TASK OBJECTIVE :: Stop after the line containing "like point(680, 383)": print each line exactly from the first line of the listing up to that point.

++++ GIVEN RECORDS ++++

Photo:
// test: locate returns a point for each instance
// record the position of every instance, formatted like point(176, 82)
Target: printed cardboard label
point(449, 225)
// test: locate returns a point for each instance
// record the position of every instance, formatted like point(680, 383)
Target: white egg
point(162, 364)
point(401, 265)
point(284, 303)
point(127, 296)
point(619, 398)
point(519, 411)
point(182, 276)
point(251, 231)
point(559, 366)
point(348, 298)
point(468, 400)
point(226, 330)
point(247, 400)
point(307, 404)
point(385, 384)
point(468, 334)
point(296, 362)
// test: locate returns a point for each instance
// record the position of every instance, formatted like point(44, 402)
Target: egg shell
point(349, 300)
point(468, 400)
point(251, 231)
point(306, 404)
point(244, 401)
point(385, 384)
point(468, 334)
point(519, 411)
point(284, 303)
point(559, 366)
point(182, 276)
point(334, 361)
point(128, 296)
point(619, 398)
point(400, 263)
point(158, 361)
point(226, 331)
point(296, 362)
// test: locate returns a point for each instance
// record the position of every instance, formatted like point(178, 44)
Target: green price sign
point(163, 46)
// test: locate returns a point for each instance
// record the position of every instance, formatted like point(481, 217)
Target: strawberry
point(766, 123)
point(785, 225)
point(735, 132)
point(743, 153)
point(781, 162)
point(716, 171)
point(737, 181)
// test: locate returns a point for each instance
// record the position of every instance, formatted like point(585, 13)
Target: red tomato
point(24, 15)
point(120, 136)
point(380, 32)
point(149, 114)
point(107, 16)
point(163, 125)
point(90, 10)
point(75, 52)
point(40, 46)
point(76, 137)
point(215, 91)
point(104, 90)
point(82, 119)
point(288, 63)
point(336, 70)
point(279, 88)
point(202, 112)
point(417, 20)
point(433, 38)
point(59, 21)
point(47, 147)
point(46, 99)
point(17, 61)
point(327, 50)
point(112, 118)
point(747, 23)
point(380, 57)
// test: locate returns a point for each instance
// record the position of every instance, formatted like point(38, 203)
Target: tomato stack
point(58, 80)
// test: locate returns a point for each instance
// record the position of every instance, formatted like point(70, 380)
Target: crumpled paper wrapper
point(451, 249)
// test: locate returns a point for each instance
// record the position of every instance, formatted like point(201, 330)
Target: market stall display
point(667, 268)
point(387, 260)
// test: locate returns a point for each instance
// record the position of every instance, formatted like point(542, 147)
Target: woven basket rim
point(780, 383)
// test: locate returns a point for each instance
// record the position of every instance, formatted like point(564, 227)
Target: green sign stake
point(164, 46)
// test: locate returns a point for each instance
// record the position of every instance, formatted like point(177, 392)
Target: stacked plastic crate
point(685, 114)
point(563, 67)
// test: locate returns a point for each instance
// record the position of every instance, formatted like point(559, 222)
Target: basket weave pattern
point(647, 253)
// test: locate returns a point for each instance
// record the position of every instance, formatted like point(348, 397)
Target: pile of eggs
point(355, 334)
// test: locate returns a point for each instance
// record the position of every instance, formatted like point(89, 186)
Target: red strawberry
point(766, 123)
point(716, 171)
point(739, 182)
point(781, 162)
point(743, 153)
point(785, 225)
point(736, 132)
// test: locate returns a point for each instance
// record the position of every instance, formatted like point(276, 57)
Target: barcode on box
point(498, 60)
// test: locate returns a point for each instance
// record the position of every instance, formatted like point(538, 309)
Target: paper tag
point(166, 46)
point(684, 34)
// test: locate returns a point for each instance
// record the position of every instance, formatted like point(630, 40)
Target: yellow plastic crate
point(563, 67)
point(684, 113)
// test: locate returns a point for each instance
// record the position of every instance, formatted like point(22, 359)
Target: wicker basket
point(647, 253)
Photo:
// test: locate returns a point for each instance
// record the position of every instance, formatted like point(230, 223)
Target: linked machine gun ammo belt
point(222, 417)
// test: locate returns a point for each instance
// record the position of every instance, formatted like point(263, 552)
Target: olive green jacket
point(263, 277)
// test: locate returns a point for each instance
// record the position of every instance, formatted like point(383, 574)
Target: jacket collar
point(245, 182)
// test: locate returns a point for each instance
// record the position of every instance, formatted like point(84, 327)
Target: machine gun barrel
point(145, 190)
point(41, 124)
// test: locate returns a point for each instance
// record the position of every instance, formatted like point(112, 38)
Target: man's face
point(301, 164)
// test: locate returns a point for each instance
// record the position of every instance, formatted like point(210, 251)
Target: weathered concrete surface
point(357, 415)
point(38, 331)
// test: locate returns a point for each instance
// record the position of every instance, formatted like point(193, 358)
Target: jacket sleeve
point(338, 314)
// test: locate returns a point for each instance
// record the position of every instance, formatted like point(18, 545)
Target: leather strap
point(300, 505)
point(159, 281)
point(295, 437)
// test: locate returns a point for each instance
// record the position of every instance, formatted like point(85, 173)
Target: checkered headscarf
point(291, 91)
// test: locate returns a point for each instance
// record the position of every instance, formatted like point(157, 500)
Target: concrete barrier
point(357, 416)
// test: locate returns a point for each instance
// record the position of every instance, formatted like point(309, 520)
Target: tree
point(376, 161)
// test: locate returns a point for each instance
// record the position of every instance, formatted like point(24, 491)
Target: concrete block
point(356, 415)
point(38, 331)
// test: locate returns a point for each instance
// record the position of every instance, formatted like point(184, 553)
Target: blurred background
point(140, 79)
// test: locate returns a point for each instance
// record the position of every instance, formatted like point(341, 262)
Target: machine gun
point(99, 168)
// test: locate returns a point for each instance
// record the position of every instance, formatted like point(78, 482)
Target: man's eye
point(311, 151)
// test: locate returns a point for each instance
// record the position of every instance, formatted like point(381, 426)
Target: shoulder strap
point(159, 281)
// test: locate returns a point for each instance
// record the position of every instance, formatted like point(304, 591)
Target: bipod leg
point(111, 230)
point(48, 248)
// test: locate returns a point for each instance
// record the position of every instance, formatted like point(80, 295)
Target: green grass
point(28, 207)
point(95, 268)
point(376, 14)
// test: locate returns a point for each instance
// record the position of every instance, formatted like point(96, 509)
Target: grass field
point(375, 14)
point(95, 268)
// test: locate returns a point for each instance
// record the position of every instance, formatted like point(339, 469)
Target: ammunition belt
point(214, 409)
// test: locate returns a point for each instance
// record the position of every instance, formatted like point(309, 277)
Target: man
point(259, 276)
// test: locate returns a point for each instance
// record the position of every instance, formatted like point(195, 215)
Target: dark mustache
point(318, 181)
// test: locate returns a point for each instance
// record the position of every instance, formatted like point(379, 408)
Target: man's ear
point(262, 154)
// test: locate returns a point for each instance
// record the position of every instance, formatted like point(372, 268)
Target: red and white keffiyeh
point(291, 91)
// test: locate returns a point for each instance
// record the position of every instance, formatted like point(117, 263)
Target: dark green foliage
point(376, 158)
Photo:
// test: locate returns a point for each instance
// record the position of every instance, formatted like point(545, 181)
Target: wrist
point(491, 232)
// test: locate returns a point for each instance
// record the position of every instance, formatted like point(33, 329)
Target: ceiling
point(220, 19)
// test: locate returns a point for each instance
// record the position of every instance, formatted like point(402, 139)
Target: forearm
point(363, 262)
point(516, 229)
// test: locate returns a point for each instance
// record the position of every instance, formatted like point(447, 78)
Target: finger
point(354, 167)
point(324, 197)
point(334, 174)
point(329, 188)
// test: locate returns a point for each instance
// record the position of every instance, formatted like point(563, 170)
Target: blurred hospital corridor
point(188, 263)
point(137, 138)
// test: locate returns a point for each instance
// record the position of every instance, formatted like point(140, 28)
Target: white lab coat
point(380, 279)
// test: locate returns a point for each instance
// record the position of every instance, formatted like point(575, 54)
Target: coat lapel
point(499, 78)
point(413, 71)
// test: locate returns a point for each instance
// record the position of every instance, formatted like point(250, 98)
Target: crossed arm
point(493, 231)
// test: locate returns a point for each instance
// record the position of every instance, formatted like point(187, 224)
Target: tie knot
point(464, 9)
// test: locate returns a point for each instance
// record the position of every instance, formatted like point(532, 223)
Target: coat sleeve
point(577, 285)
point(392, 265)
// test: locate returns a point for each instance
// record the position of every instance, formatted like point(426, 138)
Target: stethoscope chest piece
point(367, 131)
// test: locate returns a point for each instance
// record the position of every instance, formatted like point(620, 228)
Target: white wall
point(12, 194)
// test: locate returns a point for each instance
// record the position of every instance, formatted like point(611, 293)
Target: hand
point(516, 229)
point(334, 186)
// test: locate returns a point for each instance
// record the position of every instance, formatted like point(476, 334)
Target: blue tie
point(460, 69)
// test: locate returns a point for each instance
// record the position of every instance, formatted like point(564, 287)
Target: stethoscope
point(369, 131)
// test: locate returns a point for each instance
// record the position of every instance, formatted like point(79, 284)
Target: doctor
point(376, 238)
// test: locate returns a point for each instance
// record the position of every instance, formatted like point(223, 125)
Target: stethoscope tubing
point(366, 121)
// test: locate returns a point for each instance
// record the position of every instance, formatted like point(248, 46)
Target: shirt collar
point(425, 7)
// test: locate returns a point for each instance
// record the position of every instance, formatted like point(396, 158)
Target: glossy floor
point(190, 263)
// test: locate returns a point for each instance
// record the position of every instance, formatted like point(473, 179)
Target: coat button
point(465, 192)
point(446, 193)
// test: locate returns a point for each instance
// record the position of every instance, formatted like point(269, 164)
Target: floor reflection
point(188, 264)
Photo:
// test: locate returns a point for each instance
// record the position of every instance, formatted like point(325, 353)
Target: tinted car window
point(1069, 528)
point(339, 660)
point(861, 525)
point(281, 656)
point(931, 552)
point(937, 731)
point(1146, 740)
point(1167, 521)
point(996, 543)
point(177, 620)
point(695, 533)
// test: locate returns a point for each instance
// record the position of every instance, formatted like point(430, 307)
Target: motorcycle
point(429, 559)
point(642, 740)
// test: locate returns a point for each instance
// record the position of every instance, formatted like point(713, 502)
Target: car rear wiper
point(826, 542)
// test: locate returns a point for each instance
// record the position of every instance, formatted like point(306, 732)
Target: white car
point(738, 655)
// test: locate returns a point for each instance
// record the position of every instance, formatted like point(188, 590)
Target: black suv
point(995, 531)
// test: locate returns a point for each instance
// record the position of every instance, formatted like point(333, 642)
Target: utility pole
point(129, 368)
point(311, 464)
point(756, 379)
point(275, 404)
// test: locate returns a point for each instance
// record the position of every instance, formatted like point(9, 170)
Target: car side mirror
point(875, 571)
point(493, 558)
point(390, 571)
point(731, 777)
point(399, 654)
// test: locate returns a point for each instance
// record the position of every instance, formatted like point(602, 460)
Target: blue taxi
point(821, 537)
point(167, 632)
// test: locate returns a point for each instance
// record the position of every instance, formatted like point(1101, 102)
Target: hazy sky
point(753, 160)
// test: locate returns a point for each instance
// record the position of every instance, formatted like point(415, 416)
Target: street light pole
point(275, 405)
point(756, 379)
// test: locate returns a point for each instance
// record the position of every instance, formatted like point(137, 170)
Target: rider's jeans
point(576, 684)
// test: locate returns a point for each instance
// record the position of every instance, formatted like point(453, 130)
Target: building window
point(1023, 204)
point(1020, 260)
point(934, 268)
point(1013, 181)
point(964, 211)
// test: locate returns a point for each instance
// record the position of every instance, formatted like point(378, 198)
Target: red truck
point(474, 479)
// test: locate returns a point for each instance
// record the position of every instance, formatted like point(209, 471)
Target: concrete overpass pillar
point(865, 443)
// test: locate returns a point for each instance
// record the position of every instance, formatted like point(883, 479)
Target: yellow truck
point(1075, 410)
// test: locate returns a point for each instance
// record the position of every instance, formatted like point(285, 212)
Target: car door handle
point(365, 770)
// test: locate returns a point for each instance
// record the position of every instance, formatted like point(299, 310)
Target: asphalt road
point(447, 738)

++++

PROBLEM SOLUTION ::
Photo:
// test: locate returns a point for each instance
// record the position of every instance, formatted like point(176, 82)
Target: printed cardboard label
point(449, 225)
// test: locate returns a point for each instance
// record the position of every instance, formatted like point(680, 383)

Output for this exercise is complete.